Given task A: Decide whether each statement agrees with the blog post on lessons for students: (i) the writer has been teaching for three years; (ii) the writer spends eight hours at the school each Saturday; (iii) the writer accepts one-word answers to essay questions. For each, answer yes or no and quote the words of the blog post that settle it.
Given task B: Write the next part of the blog post on lessons for students, starting after its last sentence.

Document:
begin
Monthly Archives: April 2014

5 Things I Want My Students to Remember After This Term (aside from academic stuff of course)

I always promised myself before that I would write a blog post at the end of every term, but in the 3 years that I’ve been teaching, I may have done it just once. And hurrah, now is the second time!

This time around, instead of just talking about the funny and frustrating things that happened this term, I would want to share with you (and with them) the things that I would want to remember (aside from the academic stuff of course) and later on, what I have learned from my students as well.

Caveat: I may bitch and moan at times about having to get up at 4AM every Saturday and the annoying things that my students do, but really, the 12 hours that I spend at the school are some of the most humbling, interesting and fun times at this stage of my life.

1. It’s never too early to start acting like you’re a professional

Most of you are in your third or fourth year so you’re a bit nearer towards entering the corporate or professional world. So as early as now, I want you guys to learn how to create a proper email address (no please), how to properly write an email (you need to put something in the body, not just attach a file and send), how to edit and re-edit everything that you submit in class (typos will kill your career). Now while these things of course are just a tiny part of your life, it speaks to a disciplined mind and a commitment to excellence that you’ve mastered these things as early as now.
2. Stop expecting the world to spoon feed you

I really hate having the “Kami nga noon sa UP eh” mindset because MCL and UP are two vastly different creatures. But I can’t help but think sometimes about how being trained to fend for yourself helped turn me into an independent person and a critical thinker. And this is something I want to impart to you in small doses. The teacher doesn’t give you readings? Go out and read on the topic yourself. You didn’t understand some things during class? Research on your own or ask your classmate or even teacher to clarify things. You don’t agree with what the teacher said? Approach him/her and engage him/her in a discussion. Believe me, we will not turn you away. In fact, we welcome it. The “real world” will not give you everything you need and want and you need to start learning early on how to deal with that and how to go out and find things on your own.

3. Learn to speak your mind but be prepared to explain

I always tell you that I will not accept a “I liked/hated it” or an “I agree/disagree” answer. You need to be able to explain why or why not. It develops your critical thinking and it will make you appreciate things more than you originally thought. Opinions are always welcome. I never tell anyone you have the right or wrong opinion about something. But you need to be able to justify or just even explain your opinions. So no, I don’t accept “witty” one word answers to essay questions.
end
Available data:
begin
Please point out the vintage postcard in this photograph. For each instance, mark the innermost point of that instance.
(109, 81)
end
Written response A:
(i) Yes: "in the 3 years that I’ve been teaching"
(ii) No: "the 12 hours that I spend at the school"
(iii) No: "So no, I don’t accept “witty” one word answers to essay questions."

Written response B:
4. But also be prepared to listen (especially to those that you don’t agree with)

The danger also with having a lot of opinionated voices in one class is that there are no more people left to listen. So you need to train yourself to express yourself but also to pause and listen to other people. It’s even more important to listen to those whose opinions you don’t agree with because, who knows, you might learn a thing or two about the issue, about your classmates and even about yourself. Listening to someone from the “opposite camp” doesn’t necessarily mean giving up your stand. It just means you expand your horizons even more. Which leads us to…

5. The world is so much bigger than the ___ corners of your school or the four corners of your computer/laptop/mobile device

I cannot emphasise enough how important this idea is, especially in your development as an artist, a writer, a media practitioner and a human being. I have been frustrated so many times when I ask “Have you watched this?” “Do you know this person?” “Did you read about this?” and I get blank stares or just one or two raise their hands. There is a whole wide world out there, ready for you to discover and explore and dissect and examine. You don’t even have to travel (although traveling is also so important) to be able to discover them. Read. Watch TV. Talk to people. Go around your town. Or okay, if you don’t want to be parted from the Internet, browse the world wide web (not just FB or Twitter or Instagram). Go beyond what you are used to or even what you just like. You are still young enough to not be set in your ways. This is the time to figure out what you like, hate, are obsessed with, will give up forever. I’m not that young anymore but everyday I’m still discovering and studying things. And it’s not like I’m asking you to study math (but you could, if you want to) or memorise scientific formulas. You are media students, artists, writers. Go be that.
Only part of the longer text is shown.